## WHAT YOU WILL DO
No pictures should appear in the copy; otherwise retype the entries exactly.
━━ DATA FOR ANALYSIS
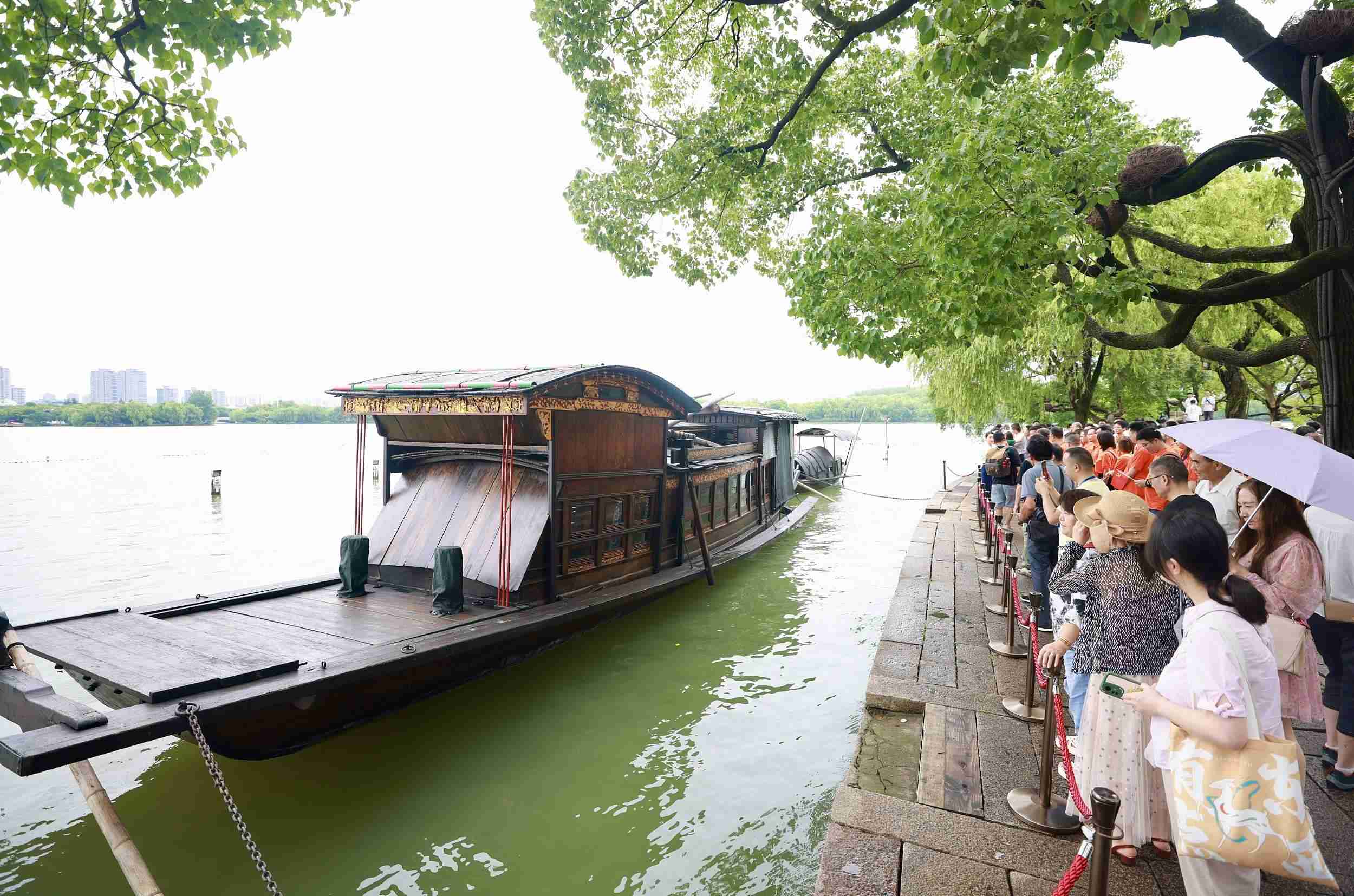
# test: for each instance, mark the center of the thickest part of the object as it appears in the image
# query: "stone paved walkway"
(924, 805)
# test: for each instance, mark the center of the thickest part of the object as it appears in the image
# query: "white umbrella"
(1296, 465)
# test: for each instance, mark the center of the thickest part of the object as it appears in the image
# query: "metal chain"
(190, 710)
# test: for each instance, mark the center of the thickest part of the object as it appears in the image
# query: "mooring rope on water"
(190, 710)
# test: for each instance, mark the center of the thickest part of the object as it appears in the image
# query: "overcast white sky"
(400, 209)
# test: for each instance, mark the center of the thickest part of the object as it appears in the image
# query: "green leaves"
(74, 121)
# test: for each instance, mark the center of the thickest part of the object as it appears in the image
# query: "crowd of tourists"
(1181, 592)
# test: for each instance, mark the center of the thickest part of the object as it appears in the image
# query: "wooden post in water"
(700, 529)
(120, 841)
━━━━
## RESULT
# test: for each instance, mark the center of the thickest part of the object as it appears in the image
# query: "stone paved walkway"
(924, 805)
# test: for each instance, mark the center of the thickest part of the object as it appears in the image
# query: "white umbrella"
(1296, 465)
# test: for each instance, mark the center of the thickest part of the object as it appears in the image
# query: "metal chain"
(190, 710)
# test: for each instance, mark the center of the thickest part of the object as it appears in the image
# query: "mooring rope on water"
(190, 710)
# test: for each instance, mark the center of the thickest part of the object as it appears in the image
# query: "overcast white sky"
(400, 209)
# test: for each instance, mark the center of the thickest part of the object as it appears in the image
# query: "green leaves"
(74, 121)
# test: for each instance, mark the center of the thickest part of the object as it appears in the image
# query: "crowd of tourists"
(1181, 592)
# test: for each instance, mark the center of the thickest part of the object as it appears in the image
# query: "wooden post in water"
(700, 529)
(120, 841)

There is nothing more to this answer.